======== Document extract ========

Dataset Card v1.0

Manufacturing
Manipulation Dataset

Name: TalosHub Manufacturing Manipulation Dataset
Creator: TalosHub
Published: 2026-04
License: https://taloshub.io/terms.html

Technical specification for buyers and researchers.

Issued April 2026|Maintainer: TalosHub|hello@taloshub.io

01 — Overview

What this dataset is

The TalosHub Manufacturing Manipulation Dataset is a collection of structured, real-world episodes captured from human operators performing industrial manipulation tasks in active manufacturing facilities. Each episode is multi-view video synchronized with machine-state events from real CNC controllers, phase-segmented at millisecond precision, with labeled exception classes and recovery actions. Episodes are delivered as scoped task packs targeting specific workflows — CNC machine tending, manual deburring, mixed-fastener assembly, welding, inspection.

02 — Episode Schema

Canonical episode schema

Every episode is a directory containing synchronized streams plus a manifest.

{
  "episode_id": "ep_042",
  "schema_version": "1.0",
  "task_family": "cnc_machine_tending",
  "machine": {
    "type": "haas_vf2",
    "controller": "fanuc_0i_mf",
    "cell_id": "cell_A3",
    "facility": "facility_001"
  },
  "streams": {
    "video": ["cam_overhead.mp4", "cam_front.mp4", "cam_side.mp4",
              "cam_wrist_r.mp4", "cam_wrist_l.mp4"],
    "machine_state": "machine_events.jsonl",
    "operator_actions": "actions.jsonl"

======== Extracted information ========

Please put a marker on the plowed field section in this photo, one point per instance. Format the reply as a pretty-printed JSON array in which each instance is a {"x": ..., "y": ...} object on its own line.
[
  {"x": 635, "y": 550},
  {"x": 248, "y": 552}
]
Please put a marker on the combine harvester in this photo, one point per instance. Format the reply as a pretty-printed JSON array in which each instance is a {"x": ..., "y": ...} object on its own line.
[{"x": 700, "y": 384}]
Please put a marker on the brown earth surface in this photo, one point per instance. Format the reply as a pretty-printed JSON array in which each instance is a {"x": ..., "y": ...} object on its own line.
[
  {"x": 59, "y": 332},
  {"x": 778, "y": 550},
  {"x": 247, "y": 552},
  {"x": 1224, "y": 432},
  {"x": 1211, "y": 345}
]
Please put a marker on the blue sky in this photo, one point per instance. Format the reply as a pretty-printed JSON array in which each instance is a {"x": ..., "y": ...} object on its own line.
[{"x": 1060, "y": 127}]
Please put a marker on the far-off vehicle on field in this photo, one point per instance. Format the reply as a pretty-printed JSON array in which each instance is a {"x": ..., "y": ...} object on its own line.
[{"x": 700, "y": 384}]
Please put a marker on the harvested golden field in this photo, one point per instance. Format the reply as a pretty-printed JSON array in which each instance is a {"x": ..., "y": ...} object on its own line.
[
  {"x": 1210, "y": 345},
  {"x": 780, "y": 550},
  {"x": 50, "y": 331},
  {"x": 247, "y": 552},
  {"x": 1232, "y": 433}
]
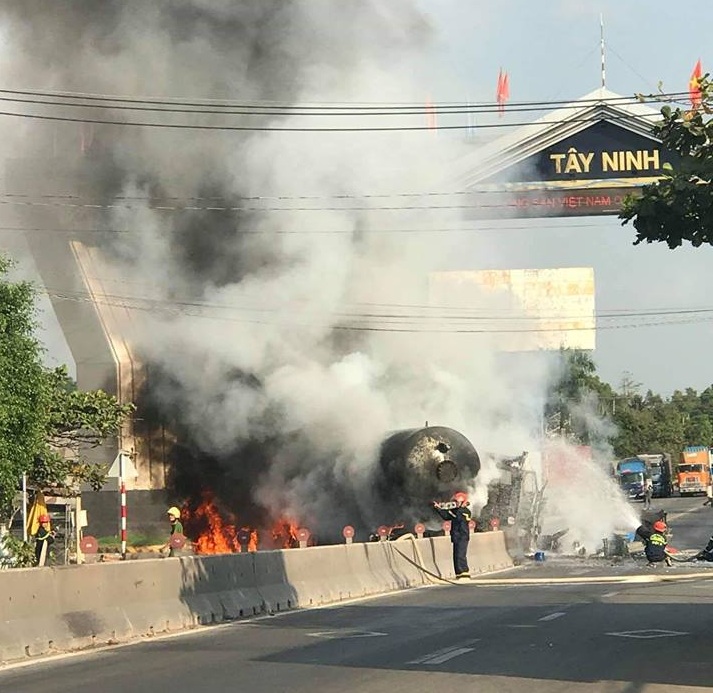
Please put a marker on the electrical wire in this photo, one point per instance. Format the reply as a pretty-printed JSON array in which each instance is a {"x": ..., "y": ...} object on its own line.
[
  {"x": 312, "y": 231},
  {"x": 392, "y": 330},
  {"x": 296, "y": 111},
  {"x": 269, "y": 128},
  {"x": 105, "y": 100},
  {"x": 384, "y": 318}
]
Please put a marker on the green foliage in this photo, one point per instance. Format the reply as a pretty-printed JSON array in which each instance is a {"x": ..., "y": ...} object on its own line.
[
  {"x": 24, "y": 403},
  {"x": 16, "y": 553},
  {"x": 77, "y": 421},
  {"x": 679, "y": 207},
  {"x": 46, "y": 423},
  {"x": 579, "y": 406}
]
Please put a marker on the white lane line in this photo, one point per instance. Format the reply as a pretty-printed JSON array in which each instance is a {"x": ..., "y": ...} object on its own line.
[
  {"x": 448, "y": 655},
  {"x": 440, "y": 656}
]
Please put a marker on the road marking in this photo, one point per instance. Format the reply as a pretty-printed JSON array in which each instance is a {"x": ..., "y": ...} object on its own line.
[
  {"x": 440, "y": 656},
  {"x": 343, "y": 634},
  {"x": 648, "y": 634}
]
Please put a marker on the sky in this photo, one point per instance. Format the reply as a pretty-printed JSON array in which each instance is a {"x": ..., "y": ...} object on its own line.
[
  {"x": 287, "y": 335},
  {"x": 551, "y": 51}
]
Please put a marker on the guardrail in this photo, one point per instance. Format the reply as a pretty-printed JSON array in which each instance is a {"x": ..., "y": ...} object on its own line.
[{"x": 51, "y": 610}]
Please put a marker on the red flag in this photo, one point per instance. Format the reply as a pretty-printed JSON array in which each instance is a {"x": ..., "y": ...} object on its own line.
[
  {"x": 431, "y": 119},
  {"x": 694, "y": 88},
  {"x": 502, "y": 93}
]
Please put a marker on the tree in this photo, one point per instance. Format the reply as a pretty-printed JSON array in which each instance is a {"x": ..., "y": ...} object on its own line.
[
  {"x": 679, "y": 207},
  {"x": 78, "y": 420},
  {"x": 46, "y": 423},
  {"x": 24, "y": 399}
]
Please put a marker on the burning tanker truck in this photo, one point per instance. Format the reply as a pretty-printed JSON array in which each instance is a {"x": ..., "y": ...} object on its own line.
[{"x": 418, "y": 466}]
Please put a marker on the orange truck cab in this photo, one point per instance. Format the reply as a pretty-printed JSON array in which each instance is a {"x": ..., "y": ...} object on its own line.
[{"x": 693, "y": 472}]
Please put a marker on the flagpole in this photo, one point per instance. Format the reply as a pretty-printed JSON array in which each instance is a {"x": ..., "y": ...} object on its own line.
[
  {"x": 24, "y": 507},
  {"x": 601, "y": 45}
]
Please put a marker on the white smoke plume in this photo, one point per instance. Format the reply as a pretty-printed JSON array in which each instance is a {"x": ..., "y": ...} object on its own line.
[
  {"x": 253, "y": 352},
  {"x": 583, "y": 498}
]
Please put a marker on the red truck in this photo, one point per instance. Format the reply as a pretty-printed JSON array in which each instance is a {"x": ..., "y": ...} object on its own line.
[{"x": 693, "y": 472}]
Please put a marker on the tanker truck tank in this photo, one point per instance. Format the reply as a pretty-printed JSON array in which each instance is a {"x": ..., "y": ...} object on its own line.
[{"x": 419, "y": 465}]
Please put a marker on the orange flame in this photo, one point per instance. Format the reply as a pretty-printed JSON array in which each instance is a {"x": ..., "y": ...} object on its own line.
[
  {"x": 217, "y": 530},
  {"x": 214, "y": 533},
  {"x": 284, "y": 534}
]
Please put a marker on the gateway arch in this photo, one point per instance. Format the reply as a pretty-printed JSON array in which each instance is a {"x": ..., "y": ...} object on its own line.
[{"x": 578, "y": 160}]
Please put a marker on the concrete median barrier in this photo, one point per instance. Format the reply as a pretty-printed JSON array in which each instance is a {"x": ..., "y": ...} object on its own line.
[{"x": 49, "y": 610}]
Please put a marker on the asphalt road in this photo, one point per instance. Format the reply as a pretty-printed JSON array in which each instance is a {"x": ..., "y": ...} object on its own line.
[{"x": 555, "y": 635}]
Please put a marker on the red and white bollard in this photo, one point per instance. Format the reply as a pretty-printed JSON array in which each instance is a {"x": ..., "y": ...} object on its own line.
[{"x": 303, "y": 536}]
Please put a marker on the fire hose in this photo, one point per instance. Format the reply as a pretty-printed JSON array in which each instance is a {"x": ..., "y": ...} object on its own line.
[{"x": 420, "y": 564}]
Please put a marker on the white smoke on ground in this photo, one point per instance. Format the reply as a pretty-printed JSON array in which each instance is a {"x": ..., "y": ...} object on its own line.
[
  {"x": 291, "y": 320},
  {"x": 582, "y": 497}
]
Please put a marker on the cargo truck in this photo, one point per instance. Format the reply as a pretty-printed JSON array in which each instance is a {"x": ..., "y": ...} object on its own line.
[
  {"x": 633, "y": 472},
  {"x": 693, "y": 472},
  {"x": 659, "y": 471}
]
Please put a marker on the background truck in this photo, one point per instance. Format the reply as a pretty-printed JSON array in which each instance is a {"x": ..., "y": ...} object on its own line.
[
  {"x": 658, "y": 466},
  {"x": 632, "y": 473},
  {"x": 694, "y": 470}
]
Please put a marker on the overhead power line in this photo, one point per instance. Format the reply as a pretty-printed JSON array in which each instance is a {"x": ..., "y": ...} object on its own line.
[
  {"x": 291, "y": 323},
  {"x": 270, "y": 128},
  {"x": 313, "y": 231},
  {"x": 298, "y": 111},
  {"x": 443, "y": 313},
  {"x": 277, "y": 107}
]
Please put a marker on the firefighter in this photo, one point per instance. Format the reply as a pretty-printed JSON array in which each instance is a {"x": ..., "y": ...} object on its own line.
[
  {"x": 459, "y": 517},
  {"x": 655, "y": 543},
  {"x": 43, "y": 540},
  {"x": 174, "y": 517}
]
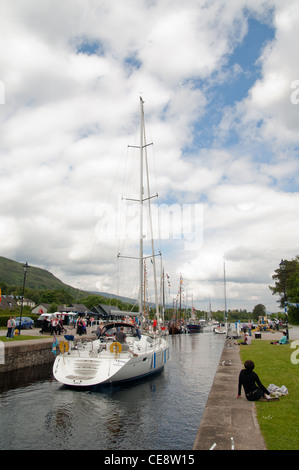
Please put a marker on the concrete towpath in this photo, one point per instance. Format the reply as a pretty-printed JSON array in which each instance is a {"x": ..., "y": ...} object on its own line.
[{"x": 229, "y": 422}]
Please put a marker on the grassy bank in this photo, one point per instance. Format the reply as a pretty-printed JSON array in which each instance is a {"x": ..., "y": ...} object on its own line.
[{"x": 278, "y": 420}]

========

Problems and tasks:
**a)** In the dataset card, which workflows do the task packs target?
**b)** Please recast the dataset card's paragraph beginning "The TalosHub Manufacturing Manipulation Dataset is a collection" as a short bulleted list that keeps its main facts.
**c)** Continue the dataset card from where it stops.

Answers to the tasks:
**a)** CNC machine tending, manual deburring, mixed-fastener assembly, welding, and inspection.

**b)**
- Structured, real-world episodes of human operators doing industrial manipulation tasks in active manufacturing facilities
- Multi-view video synchronized with machine-state events from real CNC controllers
- Phase-segmented at millisecond precision
- Labeled exception classes and recovery actions
- Delivered as scoped task packs for specific workflows: CNC machine tending, manual deburring, mixed-fastener assembly, welding, and inspection

**c)**
  },
  "phases": [
    {"id": 1, "label": "approach", "start_ms": 0, "end_ms": 3200},
    {"id": 2, "label": "door_open", "start_ms": 3200, "end_ms": 4800}
  ],
  "exceptions": [
    {"type": "misload", "phase_id": 4, "severity": "moderate",
     "recovery_action": "reposition_and_retry",
     "recovery_success": true, "recovery_duration_ms": 1850}
  ],
  "outcome": "success",
  "quality_score": 0.94,
  "labels": {"split": "train"},
  "capture": {
    "session_id": "sess_012",
    "operator_pseudonym": "OP-A",
    "operator_skill_level": "expert",
    "timestamp": "2026-04-10T06:14:22.847Z"
  }
}

03 — Capture Pipeline

How we capture

Cameras

Each episode includes 3-5 synchronized cameras: overhead (4K/30fps), front operator-facing (4K/30fps), side profile (4K/30fps), and on highest-value packs, two wrist-mounted close-ups (1080p/30fps). All cameras are frame-synchronized via LED flash at session start; multi-camera extrinsics are calibrated with a ChArUco target before each session.

Machine state

Where supported, machine events are captured live from the CNC controller via OPC-UA (Siemens, Heidenhain, modern Fanuc), MTConnect (Haas, Mazak, DMG MORI, Okuma), or FOCAS (older Fanuc). Where live capture is not available, machine state is reconstructed from a fixed camera trained on the HMI display, augmented with external sensors. All events output as JSONL with millisecond-precision timestamps.

Operators

Each pack includes data from a minimum of 3 operators of mixed skill level (junior, mid, expert) to capture behavioral variance. All operators sign consent forms before recording. Real names never appear in deliverables; operators are identified by pseudonyms (OP-A, OP-B, OP-C).

Sync precision

All streams within an episode are aligned to a common reference clock (machine state where available, otherwise overhead camera). Maximum permitted drift between any two streams is 50ms; episodes exceeding this are flagged for manual realignment or rejection.

04 — Annotation Protocol

How we label

Phases

Each episode is decomposed into discrete phases drawn from a fixed per-task-family vocabulary. Phase boundaries are placed at millisecond precision; phases must cover 100% of episode duration with no gaps or overlaps.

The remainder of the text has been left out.